### The task
Type every record exactly as it appears.

### Material supplied
>>>
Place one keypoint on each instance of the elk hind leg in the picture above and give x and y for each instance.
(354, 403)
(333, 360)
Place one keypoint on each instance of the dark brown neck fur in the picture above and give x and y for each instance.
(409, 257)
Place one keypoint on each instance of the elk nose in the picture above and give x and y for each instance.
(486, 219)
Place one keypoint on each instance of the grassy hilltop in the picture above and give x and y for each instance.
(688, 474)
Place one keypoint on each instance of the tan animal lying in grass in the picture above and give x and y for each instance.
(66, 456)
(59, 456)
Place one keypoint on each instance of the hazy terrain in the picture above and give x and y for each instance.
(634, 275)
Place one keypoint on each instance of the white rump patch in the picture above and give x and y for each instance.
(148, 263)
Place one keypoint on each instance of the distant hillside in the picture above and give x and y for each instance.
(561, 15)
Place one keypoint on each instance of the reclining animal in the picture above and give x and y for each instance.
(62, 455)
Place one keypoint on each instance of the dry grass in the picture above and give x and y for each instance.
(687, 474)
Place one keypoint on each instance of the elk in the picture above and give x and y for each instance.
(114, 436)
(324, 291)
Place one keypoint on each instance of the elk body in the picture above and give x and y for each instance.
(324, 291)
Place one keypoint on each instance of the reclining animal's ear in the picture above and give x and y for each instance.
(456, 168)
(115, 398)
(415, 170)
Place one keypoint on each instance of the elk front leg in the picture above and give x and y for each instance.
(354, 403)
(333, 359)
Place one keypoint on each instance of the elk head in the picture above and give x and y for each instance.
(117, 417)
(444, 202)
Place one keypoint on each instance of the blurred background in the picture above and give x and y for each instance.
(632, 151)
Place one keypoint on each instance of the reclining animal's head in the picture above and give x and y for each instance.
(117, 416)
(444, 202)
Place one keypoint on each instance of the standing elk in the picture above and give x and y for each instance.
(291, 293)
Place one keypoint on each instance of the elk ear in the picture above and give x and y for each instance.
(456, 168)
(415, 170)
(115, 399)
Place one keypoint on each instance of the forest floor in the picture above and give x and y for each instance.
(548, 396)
<<<
### Final answer
Place one keypoint on each instance of the elk hind leg in the picture above and give x and y for each instance.
(354, 403)
(333, 360)
Place one keypoint on each instance of the dark brown neck fur in the picture above and give x and y for each instance.
(409, 257)
Place one keypoint on each instance of the elk nose in the picture above and give x and y for each instance.
(486, 219)
Place one keypoint on each instance of the grassy hilltop in the picture above and give x and y for each instance.
(688, 474)
Place one keypoint on each instance of the tan animal lying in grass in the picture above and give x and y for each instance.
(66, 456)
(59, 456)
Place one keypoint on each instance of the hazy terrain in the picture above and give x and y for each instance.
(634, 275)
Place one keypoint on each instance of the white rump patch in the picture above and give x and y for each instance.
(148, 263)
Place one keypoint on each instance of the distant hillside in the picture above and give x and y for each instance.
(561, 15)
Place one keypoint on each instance of the reclining animal in the picture above and give x and y for each instance.
(62, 455)
Place one keypoint on each instance of the dry grass in the picture above and give x and y for each instance.
(687, 474)
Place one keypoint on each instance of the elk in the picture above and give x and y for each instance.
(114, 436)
(324, 291)
Place one keypoint on each instance of the elk body in the picture above and give x and y for each instance.
(324, 291)
Place one keypoint on each instance of the reclining animal's ear in the picture above and give x and y for each instance.
(456, 168)
(115, 398)
(415, 170)
Place one keypoint on each instance of the elk front leg in the picture above and give x and y for each instance.
(354, 403)
(333, 359)
Place one keypoint on each instance of the elk head in the picture above and give x and y for each instance.
(117, 417)
(444, 202)
Place one keypoint on each instance of the blurred background in the picture above and give x and y for each instance.
(632, 151)
Place one keypoint on each instance of the reclining animal's head in the picture above and give x and y for each instance.
(117, 416)
(444, 202)
Place one keypoint on each instance of the standing elk in the picture above and give x and y for each instance.
(291, 293)
Place one keypoint on each instance of the elk ear in the picture above and give x and y for each instance.
(456, 168)
(415, 170)
(115, 399)
Place one keypoint on each instance of the forest floor in the picture above and give x and y for each instance.
(548, 396)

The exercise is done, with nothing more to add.